■ WHAT TO PRODUCE ■
Whenever "black" occurs in a line of the material, list that line.

■ SUPPLIED DATA ■
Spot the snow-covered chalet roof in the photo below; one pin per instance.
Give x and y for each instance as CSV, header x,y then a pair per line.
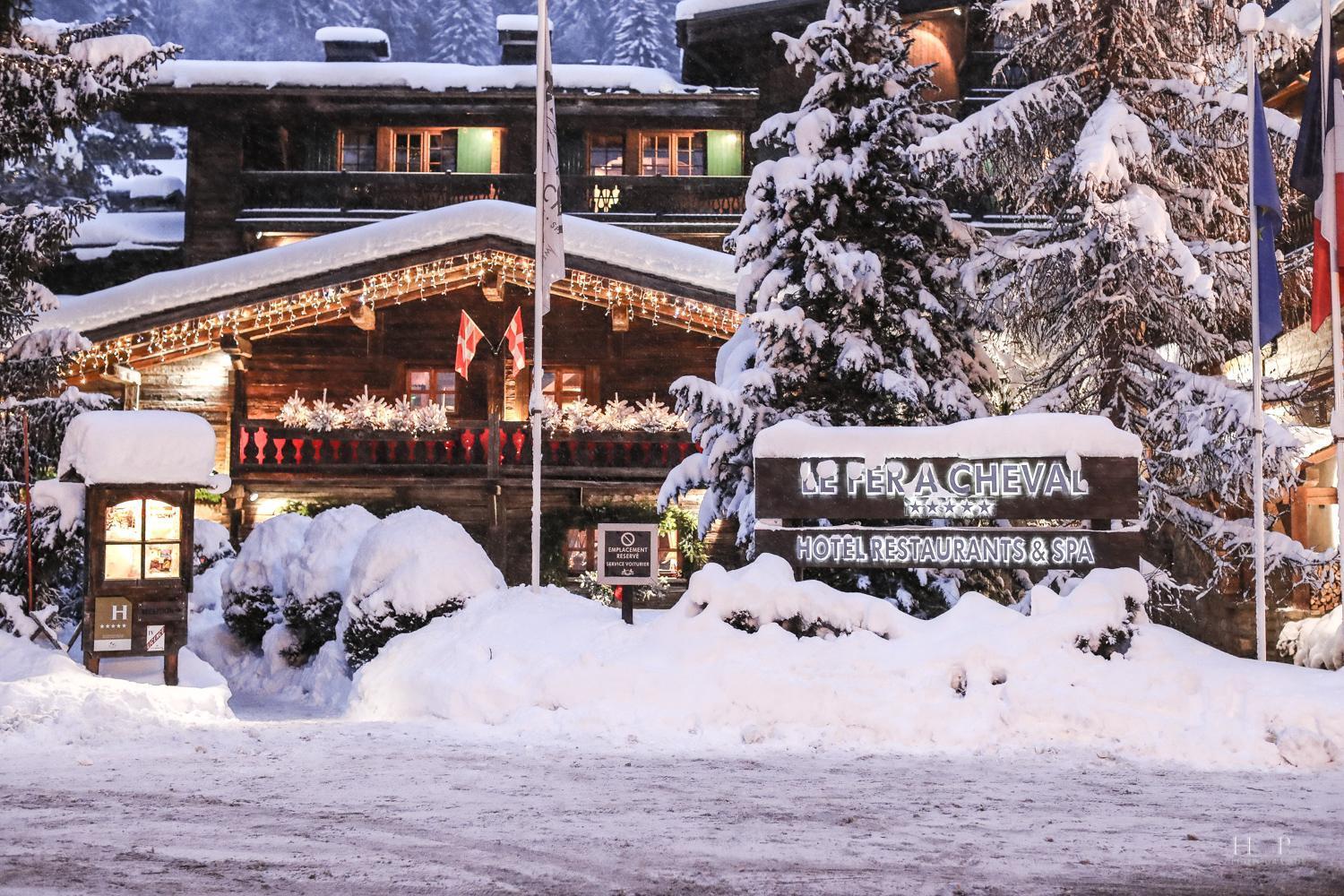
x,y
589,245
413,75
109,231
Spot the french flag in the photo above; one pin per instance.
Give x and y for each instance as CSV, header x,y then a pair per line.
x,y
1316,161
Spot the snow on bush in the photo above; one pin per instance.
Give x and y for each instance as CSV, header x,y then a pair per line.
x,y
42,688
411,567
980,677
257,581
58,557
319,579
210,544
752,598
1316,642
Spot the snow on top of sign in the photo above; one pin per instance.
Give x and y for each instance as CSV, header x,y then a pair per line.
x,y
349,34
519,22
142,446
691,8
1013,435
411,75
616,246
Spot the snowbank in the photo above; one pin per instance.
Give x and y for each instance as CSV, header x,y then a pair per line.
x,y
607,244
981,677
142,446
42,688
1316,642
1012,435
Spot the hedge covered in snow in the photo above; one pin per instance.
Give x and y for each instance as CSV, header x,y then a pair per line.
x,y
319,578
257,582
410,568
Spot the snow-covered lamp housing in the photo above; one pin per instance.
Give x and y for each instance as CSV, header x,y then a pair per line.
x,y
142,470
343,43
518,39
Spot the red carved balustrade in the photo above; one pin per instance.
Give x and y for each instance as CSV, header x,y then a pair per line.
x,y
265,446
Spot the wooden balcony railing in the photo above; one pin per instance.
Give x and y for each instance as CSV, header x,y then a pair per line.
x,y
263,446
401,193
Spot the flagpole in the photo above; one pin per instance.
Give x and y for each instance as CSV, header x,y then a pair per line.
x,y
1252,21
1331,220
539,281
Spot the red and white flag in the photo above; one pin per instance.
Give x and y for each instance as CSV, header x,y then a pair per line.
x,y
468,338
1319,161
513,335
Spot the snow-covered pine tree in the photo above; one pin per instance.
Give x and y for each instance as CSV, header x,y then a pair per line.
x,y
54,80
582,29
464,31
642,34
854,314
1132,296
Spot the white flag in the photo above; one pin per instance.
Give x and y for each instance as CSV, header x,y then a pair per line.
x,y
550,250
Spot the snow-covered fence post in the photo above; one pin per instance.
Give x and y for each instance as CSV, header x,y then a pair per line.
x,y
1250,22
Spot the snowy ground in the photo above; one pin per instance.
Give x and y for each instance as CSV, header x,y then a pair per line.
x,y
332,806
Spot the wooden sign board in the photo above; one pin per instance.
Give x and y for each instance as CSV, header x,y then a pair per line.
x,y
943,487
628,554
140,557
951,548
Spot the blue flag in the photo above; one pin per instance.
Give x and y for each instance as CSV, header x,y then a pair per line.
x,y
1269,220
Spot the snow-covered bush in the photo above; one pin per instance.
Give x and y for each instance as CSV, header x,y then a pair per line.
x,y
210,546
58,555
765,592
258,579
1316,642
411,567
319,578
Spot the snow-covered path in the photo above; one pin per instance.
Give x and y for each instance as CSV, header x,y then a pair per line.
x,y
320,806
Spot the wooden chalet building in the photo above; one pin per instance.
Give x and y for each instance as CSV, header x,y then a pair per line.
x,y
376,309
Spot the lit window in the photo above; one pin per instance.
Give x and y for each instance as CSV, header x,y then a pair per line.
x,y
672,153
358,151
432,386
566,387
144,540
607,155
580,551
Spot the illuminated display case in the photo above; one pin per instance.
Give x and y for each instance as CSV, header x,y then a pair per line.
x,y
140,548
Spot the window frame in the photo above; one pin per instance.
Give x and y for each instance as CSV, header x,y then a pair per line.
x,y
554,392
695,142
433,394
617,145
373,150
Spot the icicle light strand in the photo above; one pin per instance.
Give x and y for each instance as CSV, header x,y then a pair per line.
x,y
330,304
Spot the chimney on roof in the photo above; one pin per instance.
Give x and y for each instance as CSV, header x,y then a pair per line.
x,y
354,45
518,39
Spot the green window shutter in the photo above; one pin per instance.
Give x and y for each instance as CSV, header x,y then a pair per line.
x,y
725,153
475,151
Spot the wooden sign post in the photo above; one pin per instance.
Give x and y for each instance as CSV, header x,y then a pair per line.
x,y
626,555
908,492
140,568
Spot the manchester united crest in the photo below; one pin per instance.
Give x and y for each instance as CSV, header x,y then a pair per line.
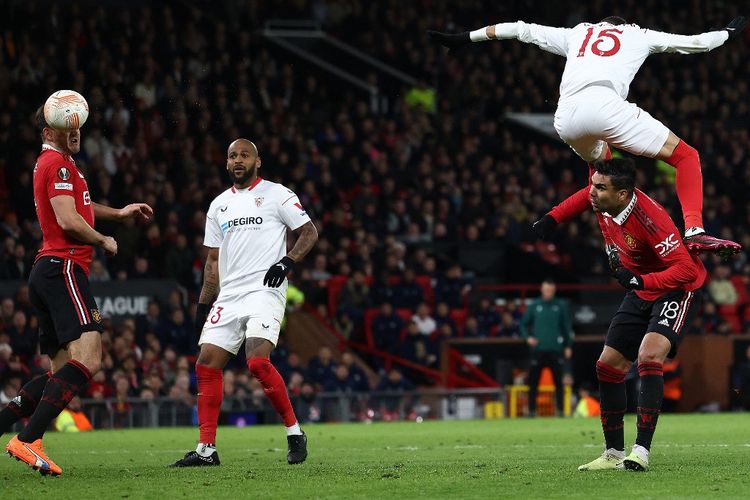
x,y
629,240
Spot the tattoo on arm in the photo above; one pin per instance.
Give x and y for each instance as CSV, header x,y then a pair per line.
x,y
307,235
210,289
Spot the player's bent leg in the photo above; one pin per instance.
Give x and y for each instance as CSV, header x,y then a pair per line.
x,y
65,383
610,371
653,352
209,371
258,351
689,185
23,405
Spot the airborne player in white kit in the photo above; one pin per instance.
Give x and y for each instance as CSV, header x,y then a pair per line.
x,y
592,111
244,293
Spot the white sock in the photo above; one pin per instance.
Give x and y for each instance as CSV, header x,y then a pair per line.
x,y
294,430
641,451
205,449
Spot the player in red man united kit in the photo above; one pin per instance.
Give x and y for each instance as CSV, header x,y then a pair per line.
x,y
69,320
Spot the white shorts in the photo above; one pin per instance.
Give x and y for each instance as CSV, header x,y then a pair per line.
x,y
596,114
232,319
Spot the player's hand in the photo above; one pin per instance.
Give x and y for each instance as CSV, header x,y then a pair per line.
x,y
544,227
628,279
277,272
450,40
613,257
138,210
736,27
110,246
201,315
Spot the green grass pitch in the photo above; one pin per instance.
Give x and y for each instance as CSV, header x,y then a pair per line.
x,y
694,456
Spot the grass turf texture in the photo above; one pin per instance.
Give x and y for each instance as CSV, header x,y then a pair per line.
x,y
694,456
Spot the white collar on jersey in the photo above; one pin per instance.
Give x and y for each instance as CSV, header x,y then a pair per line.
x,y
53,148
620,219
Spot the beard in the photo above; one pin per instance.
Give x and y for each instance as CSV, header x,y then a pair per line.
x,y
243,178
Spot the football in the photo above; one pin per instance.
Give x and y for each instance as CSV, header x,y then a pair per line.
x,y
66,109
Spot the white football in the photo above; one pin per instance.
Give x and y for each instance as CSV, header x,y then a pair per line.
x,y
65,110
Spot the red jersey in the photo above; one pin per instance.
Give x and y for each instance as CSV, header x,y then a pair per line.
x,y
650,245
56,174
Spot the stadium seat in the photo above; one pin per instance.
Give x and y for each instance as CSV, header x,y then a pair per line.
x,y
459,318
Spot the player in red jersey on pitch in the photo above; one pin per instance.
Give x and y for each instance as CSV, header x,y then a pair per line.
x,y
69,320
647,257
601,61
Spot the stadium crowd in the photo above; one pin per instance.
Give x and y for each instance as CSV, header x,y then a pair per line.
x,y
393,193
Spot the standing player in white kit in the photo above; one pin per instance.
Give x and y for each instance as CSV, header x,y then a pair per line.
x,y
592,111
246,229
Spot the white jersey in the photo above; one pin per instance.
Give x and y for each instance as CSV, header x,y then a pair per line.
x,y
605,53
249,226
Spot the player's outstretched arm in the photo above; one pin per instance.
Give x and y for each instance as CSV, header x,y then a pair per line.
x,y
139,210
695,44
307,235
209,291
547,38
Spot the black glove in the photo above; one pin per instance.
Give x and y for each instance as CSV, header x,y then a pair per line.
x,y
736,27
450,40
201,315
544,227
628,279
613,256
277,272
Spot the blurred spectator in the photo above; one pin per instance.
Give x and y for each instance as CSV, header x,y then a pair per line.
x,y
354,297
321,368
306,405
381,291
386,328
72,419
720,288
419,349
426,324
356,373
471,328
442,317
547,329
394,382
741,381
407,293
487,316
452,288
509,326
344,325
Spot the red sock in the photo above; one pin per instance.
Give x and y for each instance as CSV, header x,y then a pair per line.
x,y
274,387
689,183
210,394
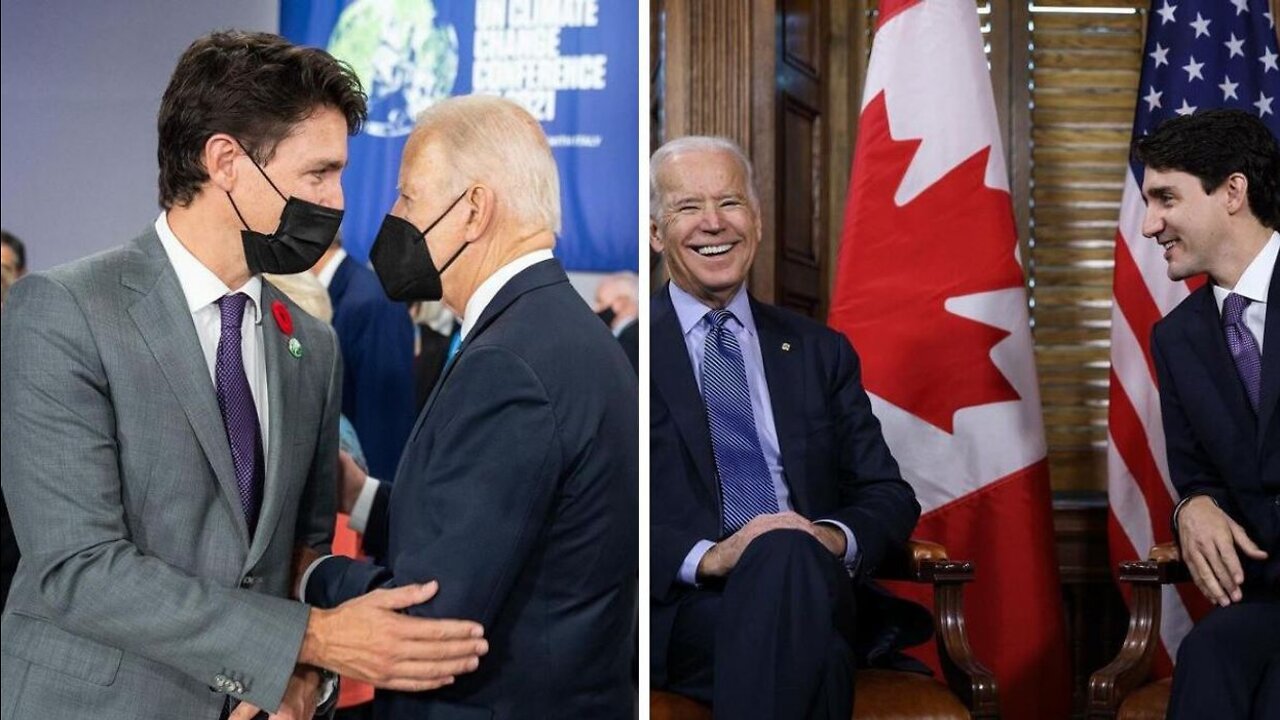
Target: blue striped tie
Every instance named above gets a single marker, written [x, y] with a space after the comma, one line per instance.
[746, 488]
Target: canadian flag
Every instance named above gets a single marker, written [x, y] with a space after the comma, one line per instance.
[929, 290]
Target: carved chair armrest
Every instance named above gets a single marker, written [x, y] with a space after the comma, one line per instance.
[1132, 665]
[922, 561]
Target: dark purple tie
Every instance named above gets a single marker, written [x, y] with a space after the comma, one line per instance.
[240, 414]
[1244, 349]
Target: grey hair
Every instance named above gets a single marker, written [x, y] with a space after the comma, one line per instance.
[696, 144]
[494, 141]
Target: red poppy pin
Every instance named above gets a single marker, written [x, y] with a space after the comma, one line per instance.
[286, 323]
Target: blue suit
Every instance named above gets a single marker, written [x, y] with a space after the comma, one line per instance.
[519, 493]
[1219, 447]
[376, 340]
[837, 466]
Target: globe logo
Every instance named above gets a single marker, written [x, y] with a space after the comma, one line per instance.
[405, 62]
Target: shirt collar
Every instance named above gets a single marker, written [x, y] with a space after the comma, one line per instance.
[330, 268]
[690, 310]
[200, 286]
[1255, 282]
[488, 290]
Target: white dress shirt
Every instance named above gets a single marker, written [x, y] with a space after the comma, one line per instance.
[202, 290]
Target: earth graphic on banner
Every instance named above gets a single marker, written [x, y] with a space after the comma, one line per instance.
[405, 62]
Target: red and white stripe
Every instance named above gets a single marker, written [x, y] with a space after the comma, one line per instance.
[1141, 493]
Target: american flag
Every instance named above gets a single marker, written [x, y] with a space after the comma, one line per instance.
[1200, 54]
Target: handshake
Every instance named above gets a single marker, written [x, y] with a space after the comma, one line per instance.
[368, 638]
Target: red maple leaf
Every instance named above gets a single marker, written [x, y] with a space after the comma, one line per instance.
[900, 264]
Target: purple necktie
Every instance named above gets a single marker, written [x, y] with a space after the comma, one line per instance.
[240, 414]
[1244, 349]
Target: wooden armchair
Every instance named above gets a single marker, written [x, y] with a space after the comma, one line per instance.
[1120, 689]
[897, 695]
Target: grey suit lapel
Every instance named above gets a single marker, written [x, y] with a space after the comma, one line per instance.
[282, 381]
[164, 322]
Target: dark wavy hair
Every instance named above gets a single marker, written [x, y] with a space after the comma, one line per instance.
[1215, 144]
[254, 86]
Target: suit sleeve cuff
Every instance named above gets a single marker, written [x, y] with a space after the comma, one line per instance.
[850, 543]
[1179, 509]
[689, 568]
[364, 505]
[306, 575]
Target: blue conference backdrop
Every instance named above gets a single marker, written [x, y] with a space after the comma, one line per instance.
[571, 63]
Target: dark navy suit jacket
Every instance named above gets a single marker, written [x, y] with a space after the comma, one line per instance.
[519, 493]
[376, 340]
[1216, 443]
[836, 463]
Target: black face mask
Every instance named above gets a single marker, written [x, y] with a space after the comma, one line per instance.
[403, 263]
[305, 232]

■ SOLUTION TO THIS EXERCISE ■
Spot the black glove in the photo above; one pin per instance.
Target: black face mask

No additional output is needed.